• YOUR OBJECTIVE: In the records below, change "keypoint" to "marker" and reproduce only the lines from the line with "For each instance of the black" to the line with "For each instance of the red farm", both included, with all else unchanged.

• LISTING:
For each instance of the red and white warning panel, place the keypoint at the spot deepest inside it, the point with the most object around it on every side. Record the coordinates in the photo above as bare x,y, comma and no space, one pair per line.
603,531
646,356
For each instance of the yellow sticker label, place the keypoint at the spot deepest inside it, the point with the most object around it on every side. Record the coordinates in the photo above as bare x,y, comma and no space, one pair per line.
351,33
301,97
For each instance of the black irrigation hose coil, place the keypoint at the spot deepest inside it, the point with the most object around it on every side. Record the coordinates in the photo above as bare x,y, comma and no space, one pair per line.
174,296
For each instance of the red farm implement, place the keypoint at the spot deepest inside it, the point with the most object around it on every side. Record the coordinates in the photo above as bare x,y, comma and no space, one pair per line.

--

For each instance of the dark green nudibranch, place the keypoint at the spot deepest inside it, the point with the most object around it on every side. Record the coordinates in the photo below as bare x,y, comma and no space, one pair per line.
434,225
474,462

• RESPONSE TO THE EXERCISE:
For each instance of the black irrigation hose coil, place the marker at the spot deepest inside it, the point with the most object around it on every side. Record the coordinates in the photo above as bare x,y, comma and no space, one pair per line.
174,296
For each instance of the red farm implement, place the marker at the spot deepest inside it, the point with the most object around it on every side. Record the coordinates in the photo above as bare x,y, comma and no space, one pair per line.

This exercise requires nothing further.